Brent T. Feorene, COO
It’s about time.
Healthcare is finally catching on to what community-based organizations have known for years: the social conditions of someone’s life are just as important as the medical aspects when it comes to health (sometimes even more!). Conversations about the social determinants of health dominate headlines, industry conferences, board room discussions, and strategic plans. No longer an afterthought, community-based organizations (CBOs) are gaining recognition as catalysts for “smart health.”
Healthcare organizations – providers and plans – are starting to pursue relationships with community resources to better serve their local populations. It’s part of a larger strategy to fortify their comprehensive care management programs by addressing the nonmedical needs of patients in a manner that will improve health outcomes. For risk-bearing organizations, that also equates to better financial margins. But being acknowledged as a valuable resource doesn’t guarantee that a CBO will able to plug into the care continuum easily. In fact, many are struggling to figure out where they fit and how to go about engaging. Nearly 40% of CBOs responding to a survey by the Scripps Gerontology Center reported they need more information and guidance about how to establish these partnerships.
Three steps to getting started
Most CBOs will need to transform their capabilities to better align with healthcare organizations engaged in value-based care. It’s in these arrangements that providers and plans see the most immediate need for community resources.
If you’re a CBO, follow these three steps to mobilize for your future success.

——

- _Work order 1_: In the article on community-based organizations, reproduce the passage from "Three steps to getting" to "your future success.".
- _Work order 2_: Translate this sentence from the article on community-based organizations into Spanish: "Most CBOs will need to transform their capabilities to better align with healthcare organizations engaged in value-based care."
- _Work order 3_: According to the article on community-based organizations, what share of CBOs responding to the Scripps Gerontology Center survey said they need more information and guidance about establishing these partnerships?

- _Information shown_:
——

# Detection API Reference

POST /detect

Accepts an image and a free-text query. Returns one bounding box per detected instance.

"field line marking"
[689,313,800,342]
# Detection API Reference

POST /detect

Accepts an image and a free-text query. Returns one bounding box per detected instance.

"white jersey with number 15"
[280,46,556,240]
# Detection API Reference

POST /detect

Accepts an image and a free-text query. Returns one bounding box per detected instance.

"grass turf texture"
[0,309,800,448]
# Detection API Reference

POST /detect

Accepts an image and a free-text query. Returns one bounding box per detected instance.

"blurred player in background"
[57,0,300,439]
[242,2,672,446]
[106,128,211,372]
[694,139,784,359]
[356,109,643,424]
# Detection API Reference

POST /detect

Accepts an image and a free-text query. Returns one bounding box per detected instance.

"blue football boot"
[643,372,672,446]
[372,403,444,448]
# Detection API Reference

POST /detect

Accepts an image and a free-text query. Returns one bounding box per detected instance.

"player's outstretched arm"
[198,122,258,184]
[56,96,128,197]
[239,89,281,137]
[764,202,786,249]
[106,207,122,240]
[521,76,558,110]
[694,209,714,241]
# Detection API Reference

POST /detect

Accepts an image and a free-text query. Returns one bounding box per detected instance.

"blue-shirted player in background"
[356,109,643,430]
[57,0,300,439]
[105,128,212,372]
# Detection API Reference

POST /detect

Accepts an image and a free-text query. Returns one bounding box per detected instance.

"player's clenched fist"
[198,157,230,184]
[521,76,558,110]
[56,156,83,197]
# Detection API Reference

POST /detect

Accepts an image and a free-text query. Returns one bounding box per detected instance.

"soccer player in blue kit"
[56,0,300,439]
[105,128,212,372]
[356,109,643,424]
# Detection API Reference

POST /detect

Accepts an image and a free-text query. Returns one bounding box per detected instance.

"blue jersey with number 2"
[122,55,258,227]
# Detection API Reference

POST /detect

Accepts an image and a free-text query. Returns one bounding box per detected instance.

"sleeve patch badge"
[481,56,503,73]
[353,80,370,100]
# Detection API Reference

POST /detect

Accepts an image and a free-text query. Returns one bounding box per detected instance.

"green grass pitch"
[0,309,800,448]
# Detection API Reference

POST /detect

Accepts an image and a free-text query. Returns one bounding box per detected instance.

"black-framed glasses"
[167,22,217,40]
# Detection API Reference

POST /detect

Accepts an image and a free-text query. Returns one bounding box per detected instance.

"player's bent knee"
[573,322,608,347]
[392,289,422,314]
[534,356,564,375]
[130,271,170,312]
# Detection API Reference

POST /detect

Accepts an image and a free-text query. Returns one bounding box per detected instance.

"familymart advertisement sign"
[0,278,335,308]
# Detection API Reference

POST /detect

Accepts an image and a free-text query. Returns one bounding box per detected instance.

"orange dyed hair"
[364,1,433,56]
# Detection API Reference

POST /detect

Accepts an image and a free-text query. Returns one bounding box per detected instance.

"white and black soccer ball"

——

- _Exercise response 1_:
Three steps to getting started
Most CBOs will need to transform their capabilities to better align with healthcare organizations engaged in value-based care. It’s in these arrangements that providers and plans see the most immediate need for community resources.
If you’re a CBO, follow these three steps to mobilize for your future success.

- _Exercise response 2_: La mayoría de las CBO tendrán que transformar sus capacidades para alinearse mejor con las organizaciones de atención médica que participan en la atención basada en el valor.

- _Exercise response 3_: Nearly 40%.